Entries from a pointing dataset>

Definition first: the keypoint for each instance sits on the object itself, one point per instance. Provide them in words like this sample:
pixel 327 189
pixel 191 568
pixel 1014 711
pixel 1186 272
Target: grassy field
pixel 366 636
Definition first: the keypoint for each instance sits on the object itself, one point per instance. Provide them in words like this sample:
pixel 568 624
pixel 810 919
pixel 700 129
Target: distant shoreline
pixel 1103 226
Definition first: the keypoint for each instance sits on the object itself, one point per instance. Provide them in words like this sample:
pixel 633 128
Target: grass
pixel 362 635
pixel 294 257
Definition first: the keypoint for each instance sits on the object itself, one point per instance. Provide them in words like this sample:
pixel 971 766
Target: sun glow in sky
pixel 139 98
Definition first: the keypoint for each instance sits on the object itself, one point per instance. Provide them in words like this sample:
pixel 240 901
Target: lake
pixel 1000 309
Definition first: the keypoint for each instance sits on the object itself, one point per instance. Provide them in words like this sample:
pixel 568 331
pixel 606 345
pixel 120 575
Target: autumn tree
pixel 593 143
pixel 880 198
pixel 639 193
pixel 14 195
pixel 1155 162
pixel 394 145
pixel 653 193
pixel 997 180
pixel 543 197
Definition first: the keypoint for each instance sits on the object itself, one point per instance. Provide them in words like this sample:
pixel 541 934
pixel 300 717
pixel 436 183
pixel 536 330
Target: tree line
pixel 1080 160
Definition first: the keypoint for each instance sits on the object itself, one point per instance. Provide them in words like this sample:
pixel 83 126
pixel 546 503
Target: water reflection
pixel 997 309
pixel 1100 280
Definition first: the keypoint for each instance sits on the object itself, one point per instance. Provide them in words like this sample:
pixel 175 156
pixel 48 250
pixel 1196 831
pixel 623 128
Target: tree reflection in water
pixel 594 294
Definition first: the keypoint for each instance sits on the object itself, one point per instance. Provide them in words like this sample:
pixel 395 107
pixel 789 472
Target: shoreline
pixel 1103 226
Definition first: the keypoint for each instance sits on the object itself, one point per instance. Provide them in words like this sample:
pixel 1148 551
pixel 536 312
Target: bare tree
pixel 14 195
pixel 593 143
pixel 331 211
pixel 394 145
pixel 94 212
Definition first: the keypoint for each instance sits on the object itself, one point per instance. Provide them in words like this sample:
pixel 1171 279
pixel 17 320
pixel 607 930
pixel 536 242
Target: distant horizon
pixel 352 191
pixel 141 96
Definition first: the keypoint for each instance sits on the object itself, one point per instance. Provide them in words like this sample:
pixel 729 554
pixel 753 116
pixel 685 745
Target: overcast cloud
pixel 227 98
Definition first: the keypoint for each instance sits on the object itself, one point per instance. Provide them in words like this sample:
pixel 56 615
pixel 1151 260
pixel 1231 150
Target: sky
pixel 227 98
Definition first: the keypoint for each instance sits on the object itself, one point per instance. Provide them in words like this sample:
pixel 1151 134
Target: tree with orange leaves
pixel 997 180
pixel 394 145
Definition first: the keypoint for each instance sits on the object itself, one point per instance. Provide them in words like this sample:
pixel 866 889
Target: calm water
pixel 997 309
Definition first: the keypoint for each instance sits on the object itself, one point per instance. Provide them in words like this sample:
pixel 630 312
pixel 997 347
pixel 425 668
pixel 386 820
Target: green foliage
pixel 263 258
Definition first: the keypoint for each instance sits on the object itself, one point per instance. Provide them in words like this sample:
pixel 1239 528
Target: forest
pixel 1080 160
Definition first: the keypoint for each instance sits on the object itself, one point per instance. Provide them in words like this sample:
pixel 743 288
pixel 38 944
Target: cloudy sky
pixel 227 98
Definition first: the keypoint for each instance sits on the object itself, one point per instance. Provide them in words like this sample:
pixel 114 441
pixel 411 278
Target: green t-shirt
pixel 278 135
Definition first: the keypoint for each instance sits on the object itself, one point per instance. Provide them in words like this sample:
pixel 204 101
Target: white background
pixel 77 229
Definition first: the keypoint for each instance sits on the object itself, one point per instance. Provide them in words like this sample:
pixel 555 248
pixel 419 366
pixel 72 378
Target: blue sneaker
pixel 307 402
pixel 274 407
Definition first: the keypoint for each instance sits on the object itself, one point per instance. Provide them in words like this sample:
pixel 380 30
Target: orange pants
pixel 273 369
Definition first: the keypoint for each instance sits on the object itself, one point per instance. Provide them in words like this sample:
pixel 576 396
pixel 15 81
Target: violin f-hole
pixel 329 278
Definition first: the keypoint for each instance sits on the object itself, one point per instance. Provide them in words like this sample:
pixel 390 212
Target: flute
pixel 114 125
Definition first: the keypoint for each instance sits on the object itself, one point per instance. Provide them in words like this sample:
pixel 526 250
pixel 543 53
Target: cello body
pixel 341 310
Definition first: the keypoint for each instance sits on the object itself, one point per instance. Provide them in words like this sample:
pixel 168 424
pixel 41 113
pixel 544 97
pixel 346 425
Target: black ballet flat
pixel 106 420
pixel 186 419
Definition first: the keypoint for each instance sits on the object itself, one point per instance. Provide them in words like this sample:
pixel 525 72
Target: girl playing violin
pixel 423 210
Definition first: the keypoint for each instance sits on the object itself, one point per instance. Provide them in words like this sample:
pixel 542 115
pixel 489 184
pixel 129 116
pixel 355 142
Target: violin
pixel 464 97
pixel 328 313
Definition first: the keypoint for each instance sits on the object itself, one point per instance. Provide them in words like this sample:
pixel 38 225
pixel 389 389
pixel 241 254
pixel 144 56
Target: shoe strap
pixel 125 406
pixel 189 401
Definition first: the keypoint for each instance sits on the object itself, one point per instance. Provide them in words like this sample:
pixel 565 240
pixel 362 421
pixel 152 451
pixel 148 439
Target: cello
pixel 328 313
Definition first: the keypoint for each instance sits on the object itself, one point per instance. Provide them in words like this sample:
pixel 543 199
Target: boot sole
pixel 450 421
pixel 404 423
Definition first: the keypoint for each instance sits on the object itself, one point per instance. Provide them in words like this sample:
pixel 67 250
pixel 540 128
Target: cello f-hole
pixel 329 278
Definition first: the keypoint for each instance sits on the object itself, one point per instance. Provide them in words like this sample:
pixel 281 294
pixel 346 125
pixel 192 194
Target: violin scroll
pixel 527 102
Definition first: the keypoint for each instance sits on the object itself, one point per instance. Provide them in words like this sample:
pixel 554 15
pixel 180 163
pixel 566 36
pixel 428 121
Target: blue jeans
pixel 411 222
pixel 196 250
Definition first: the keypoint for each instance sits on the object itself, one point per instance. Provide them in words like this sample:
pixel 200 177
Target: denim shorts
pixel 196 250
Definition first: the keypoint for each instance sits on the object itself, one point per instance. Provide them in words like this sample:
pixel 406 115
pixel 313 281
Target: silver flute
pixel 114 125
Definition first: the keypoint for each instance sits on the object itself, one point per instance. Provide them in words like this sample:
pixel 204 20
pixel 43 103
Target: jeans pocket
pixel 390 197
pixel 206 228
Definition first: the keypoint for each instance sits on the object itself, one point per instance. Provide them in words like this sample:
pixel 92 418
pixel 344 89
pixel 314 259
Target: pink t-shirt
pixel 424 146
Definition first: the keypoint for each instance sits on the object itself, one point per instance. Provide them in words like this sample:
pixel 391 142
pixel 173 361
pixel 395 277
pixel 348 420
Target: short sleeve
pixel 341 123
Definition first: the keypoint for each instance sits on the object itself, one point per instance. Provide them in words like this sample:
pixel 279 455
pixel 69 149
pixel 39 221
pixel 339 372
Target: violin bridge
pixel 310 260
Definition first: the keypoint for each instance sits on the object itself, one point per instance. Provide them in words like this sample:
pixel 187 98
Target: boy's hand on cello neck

Task instructions> Report the number of lines in the items above that contain the string "tree", giving only the number.

Result of the task> 5